-- BEGIN Data lines --

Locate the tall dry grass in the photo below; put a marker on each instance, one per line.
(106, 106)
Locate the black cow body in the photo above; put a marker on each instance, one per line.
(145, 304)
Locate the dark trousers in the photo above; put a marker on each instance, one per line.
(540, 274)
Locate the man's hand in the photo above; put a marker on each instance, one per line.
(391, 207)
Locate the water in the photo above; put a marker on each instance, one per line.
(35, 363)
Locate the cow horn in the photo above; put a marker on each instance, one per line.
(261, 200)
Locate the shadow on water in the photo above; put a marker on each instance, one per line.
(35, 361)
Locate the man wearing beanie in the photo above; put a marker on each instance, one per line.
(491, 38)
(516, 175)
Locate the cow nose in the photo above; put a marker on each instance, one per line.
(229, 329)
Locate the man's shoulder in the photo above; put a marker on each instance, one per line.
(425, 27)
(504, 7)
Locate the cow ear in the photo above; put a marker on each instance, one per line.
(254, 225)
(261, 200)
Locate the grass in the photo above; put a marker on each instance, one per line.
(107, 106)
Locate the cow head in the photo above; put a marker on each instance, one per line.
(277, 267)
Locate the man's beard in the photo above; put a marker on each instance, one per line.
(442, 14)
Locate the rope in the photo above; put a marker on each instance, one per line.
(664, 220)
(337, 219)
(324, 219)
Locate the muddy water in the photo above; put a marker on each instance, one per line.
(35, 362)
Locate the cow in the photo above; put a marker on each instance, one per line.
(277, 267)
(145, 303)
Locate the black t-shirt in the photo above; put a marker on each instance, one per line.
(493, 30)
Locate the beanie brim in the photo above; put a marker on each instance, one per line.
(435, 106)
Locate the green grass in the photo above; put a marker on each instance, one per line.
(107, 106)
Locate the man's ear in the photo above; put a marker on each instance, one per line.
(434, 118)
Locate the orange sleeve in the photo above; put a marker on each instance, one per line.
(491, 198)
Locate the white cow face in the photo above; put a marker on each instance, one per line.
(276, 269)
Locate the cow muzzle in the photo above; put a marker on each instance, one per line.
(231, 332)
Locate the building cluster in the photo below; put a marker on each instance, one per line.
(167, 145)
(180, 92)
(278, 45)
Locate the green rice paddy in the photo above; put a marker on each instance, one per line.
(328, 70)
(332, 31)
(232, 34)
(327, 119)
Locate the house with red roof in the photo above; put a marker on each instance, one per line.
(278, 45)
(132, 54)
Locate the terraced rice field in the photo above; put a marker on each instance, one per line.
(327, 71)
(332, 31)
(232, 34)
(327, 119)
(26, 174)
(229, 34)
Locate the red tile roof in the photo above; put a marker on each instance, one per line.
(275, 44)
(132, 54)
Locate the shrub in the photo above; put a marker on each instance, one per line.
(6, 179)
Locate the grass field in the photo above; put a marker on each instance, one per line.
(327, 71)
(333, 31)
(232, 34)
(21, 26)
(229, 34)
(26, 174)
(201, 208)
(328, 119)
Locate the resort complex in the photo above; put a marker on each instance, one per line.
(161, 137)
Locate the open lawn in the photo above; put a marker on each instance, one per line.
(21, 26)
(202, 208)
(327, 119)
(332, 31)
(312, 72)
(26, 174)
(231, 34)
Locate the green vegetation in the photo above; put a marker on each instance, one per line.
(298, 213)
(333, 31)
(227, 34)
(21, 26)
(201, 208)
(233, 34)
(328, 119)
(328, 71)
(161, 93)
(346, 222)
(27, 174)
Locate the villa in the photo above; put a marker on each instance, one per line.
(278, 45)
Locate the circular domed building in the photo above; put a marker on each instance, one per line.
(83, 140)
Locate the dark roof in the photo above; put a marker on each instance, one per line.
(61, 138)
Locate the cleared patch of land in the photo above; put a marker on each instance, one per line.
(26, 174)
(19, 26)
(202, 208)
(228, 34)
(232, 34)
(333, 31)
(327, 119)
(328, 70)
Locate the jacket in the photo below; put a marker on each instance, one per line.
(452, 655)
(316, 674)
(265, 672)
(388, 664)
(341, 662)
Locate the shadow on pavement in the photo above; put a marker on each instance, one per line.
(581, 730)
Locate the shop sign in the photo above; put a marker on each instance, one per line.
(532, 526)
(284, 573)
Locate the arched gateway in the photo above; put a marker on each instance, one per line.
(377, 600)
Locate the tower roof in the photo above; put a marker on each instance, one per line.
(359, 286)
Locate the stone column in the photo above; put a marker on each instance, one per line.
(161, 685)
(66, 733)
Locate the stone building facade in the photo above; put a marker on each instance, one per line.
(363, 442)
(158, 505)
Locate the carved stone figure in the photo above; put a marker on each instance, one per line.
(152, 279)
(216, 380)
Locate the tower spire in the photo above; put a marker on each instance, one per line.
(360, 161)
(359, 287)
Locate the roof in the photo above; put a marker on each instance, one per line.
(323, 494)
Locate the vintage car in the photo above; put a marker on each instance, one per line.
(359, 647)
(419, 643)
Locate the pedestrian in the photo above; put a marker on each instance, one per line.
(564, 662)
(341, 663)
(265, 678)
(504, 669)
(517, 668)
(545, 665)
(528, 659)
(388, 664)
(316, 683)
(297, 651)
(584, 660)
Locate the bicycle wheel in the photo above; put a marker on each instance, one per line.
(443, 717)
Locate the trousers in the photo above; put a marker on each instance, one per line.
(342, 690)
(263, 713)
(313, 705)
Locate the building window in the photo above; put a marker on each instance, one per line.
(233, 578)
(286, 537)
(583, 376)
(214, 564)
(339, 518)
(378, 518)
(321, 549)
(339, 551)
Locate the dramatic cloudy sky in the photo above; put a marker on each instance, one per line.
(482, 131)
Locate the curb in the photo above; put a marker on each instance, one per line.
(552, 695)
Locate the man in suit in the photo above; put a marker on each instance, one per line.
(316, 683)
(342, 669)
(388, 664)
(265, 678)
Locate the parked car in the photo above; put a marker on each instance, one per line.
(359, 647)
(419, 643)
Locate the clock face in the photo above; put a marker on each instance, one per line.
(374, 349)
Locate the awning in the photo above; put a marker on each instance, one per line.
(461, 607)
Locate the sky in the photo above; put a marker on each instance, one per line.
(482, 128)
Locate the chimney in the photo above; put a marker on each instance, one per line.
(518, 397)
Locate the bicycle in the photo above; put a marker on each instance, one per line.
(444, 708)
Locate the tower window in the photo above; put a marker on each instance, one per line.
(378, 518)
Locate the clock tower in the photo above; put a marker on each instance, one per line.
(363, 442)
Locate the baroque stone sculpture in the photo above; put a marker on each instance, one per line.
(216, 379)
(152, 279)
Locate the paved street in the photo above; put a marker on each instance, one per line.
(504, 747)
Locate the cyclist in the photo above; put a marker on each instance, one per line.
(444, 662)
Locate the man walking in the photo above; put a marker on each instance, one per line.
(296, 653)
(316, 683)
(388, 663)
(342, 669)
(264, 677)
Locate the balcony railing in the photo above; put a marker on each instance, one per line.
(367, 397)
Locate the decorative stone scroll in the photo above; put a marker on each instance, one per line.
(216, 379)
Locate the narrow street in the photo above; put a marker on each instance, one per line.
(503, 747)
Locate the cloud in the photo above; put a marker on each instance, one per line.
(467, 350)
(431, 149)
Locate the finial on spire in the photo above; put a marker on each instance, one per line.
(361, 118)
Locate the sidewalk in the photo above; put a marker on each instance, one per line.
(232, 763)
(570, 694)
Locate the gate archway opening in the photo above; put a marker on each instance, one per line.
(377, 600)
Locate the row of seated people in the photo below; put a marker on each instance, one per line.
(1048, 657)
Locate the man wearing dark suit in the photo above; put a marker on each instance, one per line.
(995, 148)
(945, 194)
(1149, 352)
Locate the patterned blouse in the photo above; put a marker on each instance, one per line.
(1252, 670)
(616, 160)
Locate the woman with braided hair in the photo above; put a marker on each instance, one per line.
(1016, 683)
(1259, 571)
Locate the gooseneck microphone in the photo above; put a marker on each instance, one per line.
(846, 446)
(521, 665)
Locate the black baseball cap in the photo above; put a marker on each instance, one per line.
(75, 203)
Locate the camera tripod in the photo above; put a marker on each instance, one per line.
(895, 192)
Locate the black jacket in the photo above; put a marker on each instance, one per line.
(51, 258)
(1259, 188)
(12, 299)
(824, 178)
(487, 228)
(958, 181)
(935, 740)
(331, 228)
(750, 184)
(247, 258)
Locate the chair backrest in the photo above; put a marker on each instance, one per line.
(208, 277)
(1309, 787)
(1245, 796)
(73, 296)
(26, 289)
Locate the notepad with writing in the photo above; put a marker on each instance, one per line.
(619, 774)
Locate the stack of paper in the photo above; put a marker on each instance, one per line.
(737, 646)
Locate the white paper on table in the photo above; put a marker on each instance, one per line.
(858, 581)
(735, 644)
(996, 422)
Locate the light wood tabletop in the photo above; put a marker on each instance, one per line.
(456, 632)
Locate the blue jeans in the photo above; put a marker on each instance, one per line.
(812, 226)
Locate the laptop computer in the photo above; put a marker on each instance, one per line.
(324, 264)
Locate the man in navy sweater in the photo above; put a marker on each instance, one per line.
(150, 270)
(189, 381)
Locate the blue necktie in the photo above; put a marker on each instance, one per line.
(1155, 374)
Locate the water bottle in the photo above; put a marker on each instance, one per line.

-- END Data lines --

Return the lines beginning at the one that contains "Locate the chair" and continuing through the last line of the data, exactly as they stand and without any others.

Output of the task >>
Locate the chair backrest in the photo above; put a marker on each instance, one per line.
(208, 277)
(1309, 787)
(1245, 796)
(73, 296)
(26, 289)
Locate the notepad with writing in the photo above; put a marker on each instance, one per line.
(619, 774)
Locate the stack of paper in the photo above; put a marker on each instance, one per line.
(737, 646)
Locate the white paper on table in the photo above; put a marker on each instance, one per line.
(858, 581)
(735, 644)
(996, 422)
Locate the light wood tabletop in the photo above; put a marker on each instance, one per line.
(456, 632)
Locate the blue jeans in the photo above; put a marker on each instance, one per line.
(812, 226)
Locate the laptop computer in the photo above; put a marker on each instance, one per line.
(324, 264)
Locate the man in navy sweater in the photo above; put a marker on each instance, one per line.
(150, 270)
(189, 381)
Locate the blue necktie in the photo above; put a marker on each instance, one per line.
(1155, 374)
Locate the water bottle in the photo above; put a marker on each instance, one per line.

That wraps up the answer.